[Data for the task Boundary: Start]

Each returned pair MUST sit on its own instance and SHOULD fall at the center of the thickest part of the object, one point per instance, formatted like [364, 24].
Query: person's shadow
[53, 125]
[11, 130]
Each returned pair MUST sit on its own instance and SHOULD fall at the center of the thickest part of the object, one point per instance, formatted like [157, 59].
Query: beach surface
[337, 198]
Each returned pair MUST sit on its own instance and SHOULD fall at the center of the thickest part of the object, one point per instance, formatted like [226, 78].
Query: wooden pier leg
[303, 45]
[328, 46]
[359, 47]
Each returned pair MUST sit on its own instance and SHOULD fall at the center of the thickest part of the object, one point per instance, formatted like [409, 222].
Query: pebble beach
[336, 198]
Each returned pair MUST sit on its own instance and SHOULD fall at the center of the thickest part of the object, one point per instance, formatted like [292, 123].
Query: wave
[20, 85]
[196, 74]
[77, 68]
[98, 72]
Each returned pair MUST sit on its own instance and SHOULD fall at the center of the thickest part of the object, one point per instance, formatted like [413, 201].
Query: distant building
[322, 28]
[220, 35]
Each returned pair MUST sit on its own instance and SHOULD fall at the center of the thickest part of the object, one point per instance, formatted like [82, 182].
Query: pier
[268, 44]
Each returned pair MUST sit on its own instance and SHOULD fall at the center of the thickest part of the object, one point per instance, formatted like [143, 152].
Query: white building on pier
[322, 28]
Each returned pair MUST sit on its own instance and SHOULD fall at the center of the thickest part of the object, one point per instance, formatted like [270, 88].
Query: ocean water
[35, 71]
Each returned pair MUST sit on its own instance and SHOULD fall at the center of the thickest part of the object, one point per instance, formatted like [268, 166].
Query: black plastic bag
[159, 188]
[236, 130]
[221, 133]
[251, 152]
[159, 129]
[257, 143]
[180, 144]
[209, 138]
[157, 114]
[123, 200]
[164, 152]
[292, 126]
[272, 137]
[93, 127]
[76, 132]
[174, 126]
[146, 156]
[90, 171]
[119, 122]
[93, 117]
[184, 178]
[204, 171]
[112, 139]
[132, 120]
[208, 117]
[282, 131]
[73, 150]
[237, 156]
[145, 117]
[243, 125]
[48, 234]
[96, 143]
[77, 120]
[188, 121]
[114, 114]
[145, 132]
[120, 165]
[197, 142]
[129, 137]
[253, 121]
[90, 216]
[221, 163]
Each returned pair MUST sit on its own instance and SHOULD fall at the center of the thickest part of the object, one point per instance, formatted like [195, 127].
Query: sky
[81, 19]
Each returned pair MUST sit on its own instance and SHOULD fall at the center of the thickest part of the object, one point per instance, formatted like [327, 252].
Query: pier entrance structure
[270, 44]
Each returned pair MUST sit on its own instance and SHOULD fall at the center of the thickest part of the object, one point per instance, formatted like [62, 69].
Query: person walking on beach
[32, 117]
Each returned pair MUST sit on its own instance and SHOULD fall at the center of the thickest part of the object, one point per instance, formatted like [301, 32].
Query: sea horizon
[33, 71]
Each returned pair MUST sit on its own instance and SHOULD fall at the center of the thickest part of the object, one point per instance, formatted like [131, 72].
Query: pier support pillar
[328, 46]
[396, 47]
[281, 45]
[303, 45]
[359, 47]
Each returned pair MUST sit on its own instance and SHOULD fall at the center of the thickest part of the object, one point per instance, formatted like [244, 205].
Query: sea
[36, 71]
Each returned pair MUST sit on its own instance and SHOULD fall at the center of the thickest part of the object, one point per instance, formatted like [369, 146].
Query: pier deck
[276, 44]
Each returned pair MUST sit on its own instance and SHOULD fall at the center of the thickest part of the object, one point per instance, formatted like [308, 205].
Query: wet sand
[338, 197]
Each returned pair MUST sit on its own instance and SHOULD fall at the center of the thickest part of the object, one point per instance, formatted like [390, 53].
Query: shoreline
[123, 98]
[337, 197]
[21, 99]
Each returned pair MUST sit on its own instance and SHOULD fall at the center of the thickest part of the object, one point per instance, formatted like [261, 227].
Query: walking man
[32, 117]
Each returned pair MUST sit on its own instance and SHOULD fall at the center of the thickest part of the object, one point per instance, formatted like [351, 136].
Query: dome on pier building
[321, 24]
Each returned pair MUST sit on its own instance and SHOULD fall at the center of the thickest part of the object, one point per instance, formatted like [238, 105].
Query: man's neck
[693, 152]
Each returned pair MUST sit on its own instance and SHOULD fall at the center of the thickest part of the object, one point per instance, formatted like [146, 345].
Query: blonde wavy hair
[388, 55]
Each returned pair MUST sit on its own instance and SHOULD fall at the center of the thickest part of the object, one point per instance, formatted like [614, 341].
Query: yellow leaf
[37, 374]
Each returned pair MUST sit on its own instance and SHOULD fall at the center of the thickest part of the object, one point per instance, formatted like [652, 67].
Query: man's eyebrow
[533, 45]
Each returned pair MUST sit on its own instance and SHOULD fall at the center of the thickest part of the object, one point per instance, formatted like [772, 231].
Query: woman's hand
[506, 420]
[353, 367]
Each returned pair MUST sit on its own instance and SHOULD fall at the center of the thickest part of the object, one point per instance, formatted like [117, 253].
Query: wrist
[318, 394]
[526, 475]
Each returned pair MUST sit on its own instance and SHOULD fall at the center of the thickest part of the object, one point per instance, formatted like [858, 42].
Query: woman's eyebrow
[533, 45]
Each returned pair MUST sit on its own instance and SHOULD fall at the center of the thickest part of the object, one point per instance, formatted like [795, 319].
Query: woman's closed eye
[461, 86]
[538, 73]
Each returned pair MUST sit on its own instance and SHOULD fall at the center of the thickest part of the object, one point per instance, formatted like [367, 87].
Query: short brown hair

[Data for the task Boundary: End]

About this task
Output the listing exactly, from first line to last.

Response box
Each returned pair MUST sit on its own instance and SHOULD fall at the center of the thickest part of the object, one point per instance, formatted like [364, 24].
Query: person's shadow
[53, 125]
[11, 130]
Each returned pair MUST sit on its own instance and SHOULD fall at the center of the thickest part of the object, one point per instance, formatted like [157, 59].
Query: beach surface
[337, 198]
Each returned pair MUST sit on its own instance and SHOULD fall at the center of the thickest part of the object, one point per instance, formatted like [226, 78].
Query: wooden pier leg
[303, 45]
[328, 46]
[359, 47]
Each returned pair MUST sit on its own instance and SHOULD fall at the center of the thickest part of the object, one point per instance, formatted like [409, 222].
Query: pebble beach
[336, 198]
Each returned pair MUST sit on its own instance and SHOULD fall at the center of the thickest part of the object, one point per instance, formatted like [292, 123].
Query: wave
[20, 85]
[196, 74]
[77, 68]
[98, 72]
Each returned pair MUST sit on its own instance and SHOULD fall at the center of the thickest part of the object, one point per instance, formatted like [413, 201].
Query: distant building
[322, 28]
[220, 35]
Each returned pair MUST sit on its own instance and SHOULD fall at the center of the thickest part of the object, one point per instance, formatted like [82, 182].
Query: pier
[268, 44]
Each returned pair MUST sit on its own instance and SHOULD fall at the center of the thickest part of the object, one point per instance, formatted like [143, 152].
Query: white building on pier
[322, 28]
Each returned pair MUST sit on its own instance and SHOULD fall at the center of the thickest part of the object, one point per instance, formatted like [270, 88].
Query: ocean water
[35, 71]
Each returned pair MUST sit on its own instance and SHOULD fall at the center of the thickest part of the object, one point per instance, formatted like [268, 166].
Query: black plastic bag
[159, 188]
[236, 130]
[221, 133]
[251, 152]
[159, 129]
[257, 143]
[180, 144]
[209, 138]
[157, 114]
[123, 200]
[164, 152]
[292, 126]
[272, 137]
[93, 127]
[76, 132]
[174, 126]
[146, 156]
[90, 171]
[119, 122]
[93, 117]
[184, 178]
[204, 171]
[112, 139]
[132, 120]
[208, 117]
[282, 131]
[73, 150]
[237, 156]
[145, 117]
[243, 125]
[48, 234]
[96, 143]
[77, 120]
[188, 121]
[114, 114]
[145, 132]
[120, 165]
[197, 142]
[129, 137]
[253, 121]
[90, 216]
[221, 163]
Each returned pair MUST sit on its own instance and SHOULD fall at the center of the thickest part of the object, one point per instance, formatted like [195, 127].
Query: sky
[81, 19]
Each returned pair MUST sit on its own instance and SHOULD fall at the center of the thickest part of the object, one point per instance, formatted like [327, 252].
Query: pier entrance structure
[270, 44]
Each returned pair MUST sit on its own instance and SHOULD fall at the center of the thickest part of the object, one point per instance, formatted like [62, 69].
Query: person walking on beach
[32, 117]
Each returned pair MUST sit on its own instance and SHOULD fall at the center of the thickest part of the object, one point per instance, formatted like [301, 32].
Query: sea horizon
[33, 71]
Each returned pair MUST sit on its own instance and SHOULD fall at the center of the thickest part of the object, one point per instance, formatted like [131, 72].
Query: pier support pillar
[328, 46]
[396, 47]
[281, 45]
[303, 45]
[359, 47]
Each returned pair MUST sit on its own instance and SHOULD fall at the center of the thickest part of the object, one point per instance, formatted like [244, 205].
Query: sea
[36, 71]
Each returned pair MUST sit on its own instance and SHOULD fall at the center of the thickest part of the object, one point per instance, formatted like [369, 146].
Query: pier deck
[276, 44]
Each returned pair MUST sit on its own instance and SHOULD fall at the center of the thickest part of the object, one point per instance, formatted like [308, 205].
Query: wet sand
[338, 197]
Each returned pair MUST sit on its own instance and SHOULD fall at the center of the thickest part of the object, one point per instance, formatted like [390, 53].
Query: shoreline
[123, 98]
[337, 197]
[21, 99]
Each returned pair MUST sit on its own instance and SHOULD fall at the center of the thickest part of the object, one point per instance, formatted like [261, 227].
Query: walking man
[32, 117]
Each returned pair MUST sit on its own instance and SHOULD fall at the center of the thickest part of the object, one point per instance, formatted like [351, 136].
Query: dome on pier building
[321, 24]
Each returned pair MUST sit on its own instance and SHOULD fall at the center of the thickest part of the object, one point per instance, formatted like [238, 105].
Query: man's neck
[693, 152]
Each returned pair MUST sit on its own instance and SHOULD fall at the center of the thickest part of the object, one point per instance, formatted like [146, 345].
Query: blonde wavy hair
[388, 55]
Each returned pair MUST sit on its own instance and SHOULD fall at the center of the thickest part of the object, one point per instance, formatted like [614, 341].
Query: yellow leaf
[37, 374]
Each returned pair MUST sit on its own instance and SHOULD fall at the center of the thickest part of the object, one point per instance, formatted like [652, 67].
Query: man's eyebrow
[533, 45]
Each returned pair MUST sit on its own instance and SHOULD fall at the center of the thickest part of the object, one point per instance, formatted like [772, 231].
Query: woman's hand
[506, 420]
[353, 367]
Each returned pair MUST sit on its own instance and SHOULD fall at the center of the thickest part of the object, one point per instance, formatted like [117, 253].
Query: wrist
[318, 394]
[526, 475]
Each returned pair MUST sit on its own instance and SHOULD fall at the center of the thickest part of the object, one point per instance, formatted like [858, 42].
Query: woman's eyebrow
[533, 45]
Each returned pair MUST sit on its own instance and SHOULD fall at the center of the thickest part of the object, one point per instance, formatted like [795, 319].
Query: woman's closed eye
[461, 86]
[538, 73]
Each returned pair MUST sit on its own instance and SHOULD fall at the center of the thickest part of the object, one point per instance, formatted like [367, 87].
Query: short brown hair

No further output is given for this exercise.